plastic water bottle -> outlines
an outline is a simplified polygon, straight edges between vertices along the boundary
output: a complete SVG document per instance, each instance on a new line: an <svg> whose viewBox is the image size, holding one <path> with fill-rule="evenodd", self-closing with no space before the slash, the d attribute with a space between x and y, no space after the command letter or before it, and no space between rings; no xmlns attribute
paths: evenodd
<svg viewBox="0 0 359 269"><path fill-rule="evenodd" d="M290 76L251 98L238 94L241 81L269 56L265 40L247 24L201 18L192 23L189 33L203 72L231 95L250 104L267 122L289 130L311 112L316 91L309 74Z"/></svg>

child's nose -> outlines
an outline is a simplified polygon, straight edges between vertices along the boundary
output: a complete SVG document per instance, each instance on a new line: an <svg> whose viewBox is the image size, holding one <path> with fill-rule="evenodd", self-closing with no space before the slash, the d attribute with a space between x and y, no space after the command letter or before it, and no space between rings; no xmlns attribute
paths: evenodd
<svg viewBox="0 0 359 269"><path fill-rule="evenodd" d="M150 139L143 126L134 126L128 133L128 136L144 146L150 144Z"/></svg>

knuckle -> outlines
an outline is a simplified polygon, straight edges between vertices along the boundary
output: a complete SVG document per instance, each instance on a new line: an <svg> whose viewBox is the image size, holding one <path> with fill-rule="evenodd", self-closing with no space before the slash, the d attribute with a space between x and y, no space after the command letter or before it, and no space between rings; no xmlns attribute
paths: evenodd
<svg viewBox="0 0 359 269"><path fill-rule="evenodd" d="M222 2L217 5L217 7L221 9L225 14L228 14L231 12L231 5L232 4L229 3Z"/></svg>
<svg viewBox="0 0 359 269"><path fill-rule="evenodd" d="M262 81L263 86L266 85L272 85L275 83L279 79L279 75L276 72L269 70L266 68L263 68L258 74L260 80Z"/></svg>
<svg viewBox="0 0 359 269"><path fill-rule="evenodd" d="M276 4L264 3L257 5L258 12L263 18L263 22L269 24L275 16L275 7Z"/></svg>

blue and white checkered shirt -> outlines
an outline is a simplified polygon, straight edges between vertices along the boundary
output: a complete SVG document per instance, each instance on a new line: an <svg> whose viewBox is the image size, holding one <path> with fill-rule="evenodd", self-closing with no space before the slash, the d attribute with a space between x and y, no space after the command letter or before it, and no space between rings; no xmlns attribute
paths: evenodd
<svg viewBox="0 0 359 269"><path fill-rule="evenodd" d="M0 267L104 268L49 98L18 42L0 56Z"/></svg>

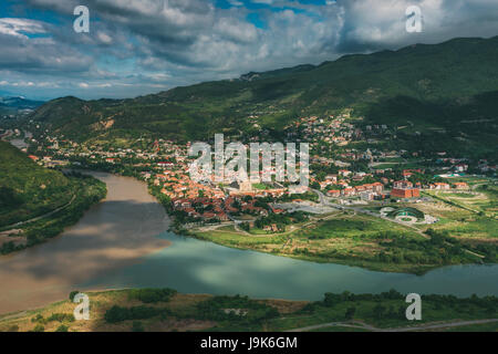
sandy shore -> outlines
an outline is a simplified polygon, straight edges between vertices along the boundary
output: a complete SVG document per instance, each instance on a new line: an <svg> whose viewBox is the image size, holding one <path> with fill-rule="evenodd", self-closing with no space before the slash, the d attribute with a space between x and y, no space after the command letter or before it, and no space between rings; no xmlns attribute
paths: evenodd
<svg viewBox="0 0 498 354"><path fill-rule="evenodd" d="M0 313L66 299L77 284L105 275L168 246L157 235L168 227L164 208L145 184L94 173L107 198L46 243L0 257Z"/></svg>

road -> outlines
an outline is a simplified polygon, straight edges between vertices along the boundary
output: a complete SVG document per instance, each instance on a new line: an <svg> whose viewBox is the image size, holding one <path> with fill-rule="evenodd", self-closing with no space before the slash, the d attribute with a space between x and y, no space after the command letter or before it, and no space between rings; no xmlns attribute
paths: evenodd
<svg viewBox="0 0 498 354"><path fill-rule="evenodd" d="M11 229L18 228L18 227L20 227L20 226L23 226L23 225L27 225L27 223L30 223L30 222L38 221L38 220L40 220L40 219L48 218L48 217L50 217L51 215L54 215L55 212L61 211L61 210L68 208L70 205L73 204L73 201L74 201L75 198L76 198L76 195L73 195L73 197L71 198L71 200L70 200L66 205L64 205L64 206L62 206L62 207L59 207L59 208L56 208L56 209L53 209L52 211L46 212L46 214L44 214L44 215L42 215L42 216L32 218L32 219L29 219L29 220L20 221L20 222L13 223L13 225L9 225L9 226L7 226L7 227L4 227L4 228L6 228L6 230L11 230Z"/></svg>
<svg viewBox="0 0 498 354"><path fill-rule="evenodd" d="M364 322L360 321L353 321L353 322L330 322L330 323L322 323L322 324L315 324L315 325L309 325L301 329L294 329L287 332L309 332L320 329L326 329L326 327L353 327L353 329L362 329L371 332L415 332L415 331L430 331L430 330L442 330L442 329L449 329L449 327L459 327L465 325L474 325L474 324L486 324L486 323L494 323L498 322L498 319L489 319L489 320L475 320L475 321L453 321L453 322L445 322L445 323L426 323L422 325L416 326L409 326L409 327L394 327L394 329L378 329L373 325L366 324Z"/></svg>

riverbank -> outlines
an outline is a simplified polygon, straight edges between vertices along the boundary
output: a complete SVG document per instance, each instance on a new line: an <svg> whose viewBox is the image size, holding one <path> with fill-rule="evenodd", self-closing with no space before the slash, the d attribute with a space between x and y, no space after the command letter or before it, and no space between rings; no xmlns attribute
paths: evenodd
<svg viewBox="0 0 498 354"><path fill-rule="evenodd" d="M224 226L188 230L188 235L242 250L383 272L421 275L444 266L481 263L443 235L422 237L397 223L351 212L336 212L281 233L252 235Z"/></svg>
<svg viewBox="0 0 498 354"><path fill-rule="evenodd" d="M405 316L408 305L405 294L395 291L377 295L328 293L315 302L184 294L158 289L86 294L90 321L74 321L76 304L66 298L41 309L0 316L0 332L498 331L495 296L426 295L422 298L422 321L411 322Z"/></svg>

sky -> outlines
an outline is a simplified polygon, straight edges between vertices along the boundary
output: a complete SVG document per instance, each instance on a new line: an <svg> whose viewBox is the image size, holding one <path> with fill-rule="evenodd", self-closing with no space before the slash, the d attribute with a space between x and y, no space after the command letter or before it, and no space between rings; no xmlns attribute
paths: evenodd
<svg viewBox="0 0 498 354"><path fill-rule="evenodd" d="M73 29L90 11L90 32ZM417 6L422 32L406 31ZM0 95L124 98L350 53L498 35L498 0L1 0Z"/></svg>

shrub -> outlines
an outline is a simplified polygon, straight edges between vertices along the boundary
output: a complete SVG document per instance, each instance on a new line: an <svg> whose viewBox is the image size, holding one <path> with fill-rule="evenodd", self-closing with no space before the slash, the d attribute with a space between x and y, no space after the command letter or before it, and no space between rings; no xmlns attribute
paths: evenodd
<svg viewBox="0 0 498 354"><path fill-rule="evenodd" d="M71 302L74 301L74 296L77 295L79 293L80 293L80 291L77 291L77 290L71 291L71 293L70 293L70 300L71 300Z"/></svg>
<svg viewBox="0 0 498 354"><path fill-rule="evenodd" d="M68 332L69 331L69 326L66 326L65 324L61 324L55 332Z"/></svg>
<svg viewBox="0 0 498 354"><path fill-rule="evenodd" d="M39 323L34 326L33 332L45 332L45 326Z"/></svg>
<svg viewBox="0 0 498 354"><path fill-rule="evenodd" d="M129 292L129 299L145 303L168 302L175 294L173 289L134 289Z"/></svg>

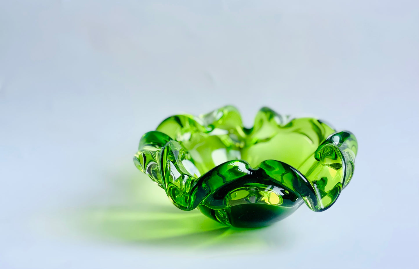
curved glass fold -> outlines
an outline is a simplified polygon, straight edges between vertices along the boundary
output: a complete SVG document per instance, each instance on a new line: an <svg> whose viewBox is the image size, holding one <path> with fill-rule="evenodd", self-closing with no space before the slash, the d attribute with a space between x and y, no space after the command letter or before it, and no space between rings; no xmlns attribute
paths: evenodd
<svg viewBox="0 0 419 269"><path fill-rule="evenodd" d="M315 119L264 107L248 129L229 106L168 118L142 136L134 160L179 208L256 227L303 202L316 212L331 206L351 180L357 150L353 134Z"/></svg>

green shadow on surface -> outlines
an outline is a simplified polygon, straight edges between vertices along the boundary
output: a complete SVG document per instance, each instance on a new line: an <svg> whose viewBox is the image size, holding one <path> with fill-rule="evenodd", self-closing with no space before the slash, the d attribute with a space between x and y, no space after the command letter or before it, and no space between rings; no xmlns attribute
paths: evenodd
<svg viewBox="0 0 419 269"><path fill-rule="evenodd" d="M197 210L185 212L177 208L164 191L145 175L118 177L111 180L117 186L116 191L122 193L122 201L116 205L111 203L91 209L86 212L84 219L88 230L101 237L196 249L215 245L237 247L251 243L253 246L263 246L272 245L273 242L275 244L280 243L270 235L261 236L261 230L266 228L227 227Z"/></svg>

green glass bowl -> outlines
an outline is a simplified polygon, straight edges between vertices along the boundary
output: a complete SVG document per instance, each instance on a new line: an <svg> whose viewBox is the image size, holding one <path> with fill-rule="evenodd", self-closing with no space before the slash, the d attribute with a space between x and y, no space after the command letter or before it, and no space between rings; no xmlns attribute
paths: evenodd
<svg viewBox="0 0 419 269"><path fill-rule="evenodd" d="M303 202L331 207L352 177L356 138L311 118L266 107L253 127L227 106L168 118L142 136L134 160L184 210L198 208L224 224L253 228L289 215Z"/></svg>

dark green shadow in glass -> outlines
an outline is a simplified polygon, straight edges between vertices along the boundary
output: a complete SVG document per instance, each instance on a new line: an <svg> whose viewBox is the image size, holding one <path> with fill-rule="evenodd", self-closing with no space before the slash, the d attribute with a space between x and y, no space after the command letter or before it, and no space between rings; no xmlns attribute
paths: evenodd
<svg viewBox="0 0 419 269"><path fill-rule="evenodd" d="M321 121L265 107L246 128L227 106L166 119L142 136L134 160L178 208L248 228L282 220L303 203L328 208L351 180L357 150L353 134Z"/></svg>

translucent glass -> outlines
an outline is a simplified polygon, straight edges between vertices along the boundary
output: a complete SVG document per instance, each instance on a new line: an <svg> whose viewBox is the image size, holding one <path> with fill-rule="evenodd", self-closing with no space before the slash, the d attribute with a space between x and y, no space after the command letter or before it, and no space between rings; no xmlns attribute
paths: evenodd
<svg viewBox="0 0 419 269"><path fill-rule="evenodd" d="M351 180L357 150L353 134L316 119L265 107L248 129L227 106L166 119L142 136L134 163L178 208L251 228L282 219L303 203L328 208Z"/></svg>

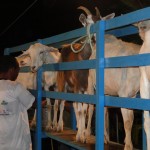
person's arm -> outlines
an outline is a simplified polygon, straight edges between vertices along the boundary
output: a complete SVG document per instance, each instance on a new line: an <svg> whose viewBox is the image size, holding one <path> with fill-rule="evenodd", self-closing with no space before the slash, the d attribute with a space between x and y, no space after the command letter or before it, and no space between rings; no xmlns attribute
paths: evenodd
<svg viewBox="0 0 150 150"><path fill-rule="evenodd" d="M17 85L16 94L17 94L17 98L19 99L20 103L26 109L29 109L32 106L32 104L35 100L35 97L28 90L26 90L21 84Z"/></svg>

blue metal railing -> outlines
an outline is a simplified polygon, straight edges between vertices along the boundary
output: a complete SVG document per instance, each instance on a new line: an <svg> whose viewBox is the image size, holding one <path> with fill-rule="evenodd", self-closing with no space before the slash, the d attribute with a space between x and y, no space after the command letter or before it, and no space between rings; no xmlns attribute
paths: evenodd
<svg viewBox="0 0 150 150"><path fill-rule="evenodd" d="M150 7L137 10L125 14L123 16L116 17L108 21L99 21L92 25L91 33L96 33L97 38L97 57L95 60L86 60L79 62L70 63L58 63L43 65L38 70L37 77L37 128L36 128L36 149L41 150L41 99L42 97L65 99L68 101L86 102L96 104L96 150L104 149L104 106L124 107L131 109L150 110L150 101L143 99L132 99L131 98L119 98L112 96L104 96L104 69L115 68L115 67L126 67L126 66L142 66L150 65L150 54L141 54L134 56L122 56L113 58L104 58L104 34L111 33L118 37L126 36L137 33L137 29L131 24L150 19ZM59 47L66 41L73 40L74 38L83 36L86 34L85 28L76 29L67 33L56 35L50 38L40 39L38 41L46 45L55 45ZM26 43L20 46L16 46L5 50L5 54L11 54L27 49L30 44ZM42 72L50 70L74 70L74 69L96 69L96 95L83 95L83 94L71 94L71 93L57 93L42 91L41 79ZM21 69L22 72L28 72L29 68L25 67ZM74 98L76 97L76 98ZM120 103L121 102L121 103Z"/></svg>

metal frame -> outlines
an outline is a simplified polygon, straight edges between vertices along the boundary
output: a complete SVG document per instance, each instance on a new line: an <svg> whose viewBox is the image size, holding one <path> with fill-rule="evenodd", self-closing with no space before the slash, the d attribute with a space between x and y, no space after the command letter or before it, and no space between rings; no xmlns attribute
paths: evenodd
<svg viewBox="0 0 150 150"><path fill-rule="evenodd" d="M150 101L137 100L131 98L118 98L104 95L104 69L105 68L118 68L126 66L145 66L150 65L150 54L141 54L134 56L122 56L115 58L104 58L104 34L111 33L118 37L135 34L137 29L131 24L150 19L150 7L137 10L123 16L115 17L108 21L99 21L92 25L91 33L96 33L97 38L97 57L95 60L86 60L71 63L58 63L43 65L38 70L37 77L37 90L31 91L37 96L37 127L36 127L36 150L41 150L43 137L41 131L41 99L42 97L60 98L68 101L86 102L96 104L96 150L104 149L104 106L124 107L131 109L150 110ZM43 44L50 44L59 47L61 44L70 42L73 39L86 34L85 28L80 28L67 33L56 35L50 38L38 40ZM27 49L30 44L37 41L26 43L13 48L7 48L4 51L5 55L13 52L18 52L21 49ZM80 64L80 65L79 65ZM83 94L70 94L58 92L42 91L41 79L42 72L48 70L69 70L69 69L96 69L96 95L83 95ZM29 67L24 67L21 72L28 72ZM75 97L75 98L74 98ZM45 134L44 134L45 136ZM62 141L63 142L63 141ZM80 149L80 148L79 148ZM82 148L81 148L82 149ZM144 147L145 149L145 147Z"/></svg>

## Set exercise
Update the part that opens with the line containing "person's arm -> outlines" and closes with the line containing "85L16 94L17 94L17": substitute "linear edges" for "straight edges" and leave everything else unchanged.

## Exercise result
person's arm -> outlines
an outline is a simplified polygon, linear edges between vertices along the boundary
output: a complete SVG document per instance, each instance on a new line: an <svg> whose viewBox is the image size, holding one <path> with fill-rule="evenodd", self-closing with no space before the slash, the d attribute with a space between x and y, no space after the command letter or before it, and no space between rings; no xmlns attribute
paths: evenodd
<svg viewBox="0 0 150 150"><path fill-rule="evenodd" d="M17 85L16 94L17 94L17 98L19 99L20 103L26 109L29 109L32 106L32 104L35 100L35 97L28 90L26 90L21 84Z"/></svg>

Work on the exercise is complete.